Materials provided:
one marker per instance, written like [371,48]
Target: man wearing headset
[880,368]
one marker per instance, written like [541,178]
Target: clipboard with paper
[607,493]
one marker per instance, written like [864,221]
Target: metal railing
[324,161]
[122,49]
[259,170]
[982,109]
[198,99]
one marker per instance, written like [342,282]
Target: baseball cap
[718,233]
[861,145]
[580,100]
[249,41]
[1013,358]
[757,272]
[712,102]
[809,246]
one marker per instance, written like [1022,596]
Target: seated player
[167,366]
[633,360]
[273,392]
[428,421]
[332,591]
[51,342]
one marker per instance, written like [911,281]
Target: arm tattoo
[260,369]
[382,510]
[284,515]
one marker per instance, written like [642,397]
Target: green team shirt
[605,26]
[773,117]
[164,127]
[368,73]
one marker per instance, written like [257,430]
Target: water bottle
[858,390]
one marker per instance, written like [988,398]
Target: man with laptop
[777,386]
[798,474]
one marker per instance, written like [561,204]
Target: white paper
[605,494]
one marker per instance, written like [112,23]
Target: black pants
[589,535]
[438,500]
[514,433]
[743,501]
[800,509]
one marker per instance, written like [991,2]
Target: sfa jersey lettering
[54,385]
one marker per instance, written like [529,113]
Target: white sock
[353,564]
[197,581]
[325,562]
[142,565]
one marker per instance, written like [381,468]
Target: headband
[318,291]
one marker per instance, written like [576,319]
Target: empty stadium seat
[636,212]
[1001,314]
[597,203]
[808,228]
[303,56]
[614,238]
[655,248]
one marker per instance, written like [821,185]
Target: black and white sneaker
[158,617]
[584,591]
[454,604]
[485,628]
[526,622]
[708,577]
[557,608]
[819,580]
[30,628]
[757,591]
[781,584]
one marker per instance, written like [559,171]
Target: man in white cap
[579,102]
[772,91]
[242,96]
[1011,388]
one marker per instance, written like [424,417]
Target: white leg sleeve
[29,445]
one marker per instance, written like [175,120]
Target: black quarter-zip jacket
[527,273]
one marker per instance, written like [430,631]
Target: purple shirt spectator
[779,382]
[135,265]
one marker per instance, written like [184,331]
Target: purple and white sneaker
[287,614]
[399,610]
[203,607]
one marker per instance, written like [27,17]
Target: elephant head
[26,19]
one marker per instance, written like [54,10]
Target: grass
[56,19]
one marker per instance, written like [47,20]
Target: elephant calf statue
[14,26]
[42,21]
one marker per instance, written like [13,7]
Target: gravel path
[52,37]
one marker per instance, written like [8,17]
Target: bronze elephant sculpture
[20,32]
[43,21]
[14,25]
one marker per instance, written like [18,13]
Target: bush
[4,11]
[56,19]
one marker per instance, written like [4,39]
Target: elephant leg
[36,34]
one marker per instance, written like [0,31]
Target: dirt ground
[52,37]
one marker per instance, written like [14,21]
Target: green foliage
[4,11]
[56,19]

...

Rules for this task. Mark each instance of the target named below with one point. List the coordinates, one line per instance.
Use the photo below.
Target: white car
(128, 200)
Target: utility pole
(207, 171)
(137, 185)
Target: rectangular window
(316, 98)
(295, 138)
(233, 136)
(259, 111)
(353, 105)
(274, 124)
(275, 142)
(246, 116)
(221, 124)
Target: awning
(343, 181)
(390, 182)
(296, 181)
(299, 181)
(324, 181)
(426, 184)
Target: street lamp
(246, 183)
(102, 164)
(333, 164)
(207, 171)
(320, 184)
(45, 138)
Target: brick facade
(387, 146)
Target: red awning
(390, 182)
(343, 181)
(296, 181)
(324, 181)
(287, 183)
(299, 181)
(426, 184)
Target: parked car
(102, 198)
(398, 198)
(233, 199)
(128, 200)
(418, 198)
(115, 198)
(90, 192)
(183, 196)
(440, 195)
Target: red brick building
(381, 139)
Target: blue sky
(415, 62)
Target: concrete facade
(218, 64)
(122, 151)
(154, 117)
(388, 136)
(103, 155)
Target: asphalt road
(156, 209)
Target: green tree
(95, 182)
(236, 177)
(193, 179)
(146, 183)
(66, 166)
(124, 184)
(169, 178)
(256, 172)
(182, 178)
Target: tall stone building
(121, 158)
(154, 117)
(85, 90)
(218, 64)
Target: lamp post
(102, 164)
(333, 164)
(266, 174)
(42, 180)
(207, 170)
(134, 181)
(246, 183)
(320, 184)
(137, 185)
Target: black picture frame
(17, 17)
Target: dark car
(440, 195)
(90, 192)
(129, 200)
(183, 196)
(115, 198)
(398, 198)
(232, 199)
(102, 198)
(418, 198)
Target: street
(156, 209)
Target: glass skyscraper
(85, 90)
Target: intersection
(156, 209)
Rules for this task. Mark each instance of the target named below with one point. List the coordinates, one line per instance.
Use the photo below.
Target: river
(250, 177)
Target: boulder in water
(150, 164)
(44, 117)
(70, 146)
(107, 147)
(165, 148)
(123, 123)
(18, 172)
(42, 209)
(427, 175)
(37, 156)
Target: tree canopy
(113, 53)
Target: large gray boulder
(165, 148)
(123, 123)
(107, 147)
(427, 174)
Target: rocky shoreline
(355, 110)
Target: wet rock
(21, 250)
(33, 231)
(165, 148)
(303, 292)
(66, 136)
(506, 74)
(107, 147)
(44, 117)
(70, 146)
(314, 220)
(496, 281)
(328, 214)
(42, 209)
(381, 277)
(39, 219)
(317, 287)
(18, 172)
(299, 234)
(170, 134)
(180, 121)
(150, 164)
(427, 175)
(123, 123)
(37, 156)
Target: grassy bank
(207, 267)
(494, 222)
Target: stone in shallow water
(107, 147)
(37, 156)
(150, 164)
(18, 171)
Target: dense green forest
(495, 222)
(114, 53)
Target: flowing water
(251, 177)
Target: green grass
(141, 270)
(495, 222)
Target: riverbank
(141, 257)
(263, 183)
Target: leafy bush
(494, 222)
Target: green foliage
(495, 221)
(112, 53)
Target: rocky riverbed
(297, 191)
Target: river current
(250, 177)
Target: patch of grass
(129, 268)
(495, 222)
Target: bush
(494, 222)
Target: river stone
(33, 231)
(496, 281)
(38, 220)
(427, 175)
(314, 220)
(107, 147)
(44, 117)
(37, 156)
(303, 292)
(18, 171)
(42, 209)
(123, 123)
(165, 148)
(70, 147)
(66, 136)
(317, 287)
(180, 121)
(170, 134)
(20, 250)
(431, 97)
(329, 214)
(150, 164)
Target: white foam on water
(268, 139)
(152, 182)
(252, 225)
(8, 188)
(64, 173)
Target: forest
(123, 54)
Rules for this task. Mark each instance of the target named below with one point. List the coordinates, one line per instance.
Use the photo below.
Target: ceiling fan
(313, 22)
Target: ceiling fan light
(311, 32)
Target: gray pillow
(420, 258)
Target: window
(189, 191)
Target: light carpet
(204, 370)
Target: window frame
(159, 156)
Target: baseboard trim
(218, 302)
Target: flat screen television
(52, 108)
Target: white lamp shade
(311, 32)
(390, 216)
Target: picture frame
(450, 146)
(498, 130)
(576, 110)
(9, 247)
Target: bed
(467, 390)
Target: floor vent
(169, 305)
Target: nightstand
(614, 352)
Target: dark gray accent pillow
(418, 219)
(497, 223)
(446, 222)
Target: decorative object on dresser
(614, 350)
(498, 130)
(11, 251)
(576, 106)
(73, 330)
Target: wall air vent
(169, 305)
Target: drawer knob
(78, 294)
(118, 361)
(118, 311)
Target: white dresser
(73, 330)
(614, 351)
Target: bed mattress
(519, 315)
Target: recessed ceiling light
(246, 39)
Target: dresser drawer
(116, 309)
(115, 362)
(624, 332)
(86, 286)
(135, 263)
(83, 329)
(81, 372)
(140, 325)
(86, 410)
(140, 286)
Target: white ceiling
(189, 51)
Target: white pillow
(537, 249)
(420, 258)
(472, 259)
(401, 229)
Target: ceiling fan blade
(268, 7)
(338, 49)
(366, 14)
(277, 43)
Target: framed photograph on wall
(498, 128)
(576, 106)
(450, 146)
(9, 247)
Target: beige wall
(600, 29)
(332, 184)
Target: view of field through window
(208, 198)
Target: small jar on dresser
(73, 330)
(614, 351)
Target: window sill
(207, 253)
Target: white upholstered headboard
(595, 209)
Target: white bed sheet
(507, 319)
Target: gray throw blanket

Activity: From the records above, give again exactly the lines running from the line with "Target: sfa jersey lettering" to the line with "one marker per instance, written like [4,39]", inclusive.

Exercise result:
Target: sfa jersey lettering
[54,385]
one marker per instance, written like [529,113]
Target: white sock
[353,564]
[197,581]
[325,562]
[142,565]
one marker per instance, written like [381,468]
Target: headband
[318,291]
one marker per instance, written like [576,319]
Target: empty stadium seat
[636,212]
[1001,314]
[597,203]
[808,228]
[303,56]
[614,238]
[655,248]
one marker per instance, written like [821,185]
Target: black and white sneaker
[158,617]
[584,591]
[454,604]
[485,628]
[526,622]
[708,577]
[557,608]
[819,580]
[30,628]
[757,591]
[781,584]
one marker per instance, written like [559,171]
Target: man in white cap
[579,102]
[772,91]
[242,96]
[1011,388]
one marker per instance, written like [424,417]
Target: white leg sleeve
[29,445]
one marker per instance, written like [175,120]
Target: black quarter-zip jacket
[527,273]
one marker per instance, written like [430,631]
Target: purple shirt spectator
[779,382]
[135,265]
one marker per instance, written like [184,331]
Target: purple and white sneaker
[287,614]
[399,610]
[203,607]
one marker per instance, written like [27,17]
Target: elephant head
[26,19]
one marker per instance, written like [54,10]
Target: grass
[56,19]
one marker per instance, written like [47,20]
Target: elephant calf statue
[14,26]
[42,21]
one marker per instance, written like [13,7]
Target: gravel path
[52,37]
one marker per instance, written like [8,17]
Target: bronze elephant sculpture
[20,32]
[43,21]
[14,25]
one marker per instance, written like [18,13]
Target: bush
[4,11]
[56,19]
one marker per instance, written like [4,39]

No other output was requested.